→ **What you should do**: Rewrite every line of the listing below, from the line containing "of the narrow" through the end, adding 89 to each x and y coordinate in the answer points but not to the format samples.

→ **Data to use**:
━━━━━━

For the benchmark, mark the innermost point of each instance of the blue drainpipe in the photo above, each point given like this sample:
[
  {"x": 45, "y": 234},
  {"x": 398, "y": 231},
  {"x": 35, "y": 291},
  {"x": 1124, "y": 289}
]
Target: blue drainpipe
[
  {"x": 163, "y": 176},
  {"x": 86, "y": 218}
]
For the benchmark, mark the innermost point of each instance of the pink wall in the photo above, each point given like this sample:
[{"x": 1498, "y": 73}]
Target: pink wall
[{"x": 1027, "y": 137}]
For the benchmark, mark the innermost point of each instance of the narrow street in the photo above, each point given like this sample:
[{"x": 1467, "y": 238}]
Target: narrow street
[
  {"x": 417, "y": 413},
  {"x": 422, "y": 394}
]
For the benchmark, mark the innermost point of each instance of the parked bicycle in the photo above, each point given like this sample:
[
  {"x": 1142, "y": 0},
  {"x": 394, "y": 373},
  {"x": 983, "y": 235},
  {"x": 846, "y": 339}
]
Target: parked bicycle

━━━━━━

→ **The completed task**:
For the benchmark, mark the innermost point of each instance of the narrow street in the photo above, each point given like this sample:
[{"x": 1467, "y": 238}]
Target: narrow street
[
  {"x": 506, "y": 502},
  {"x": 511, "y": 483}
]
For the benchmark, mark the innermost point of each instance of the parked bicycle in the photo above, each point given like this sample:
[
  {"x": 1142, "y": 0},
  {"x": 394, "y": 373},
  {"x": 983, "y": 235},
  {"x": 846, "y": 339}
]
Target: parked bicycle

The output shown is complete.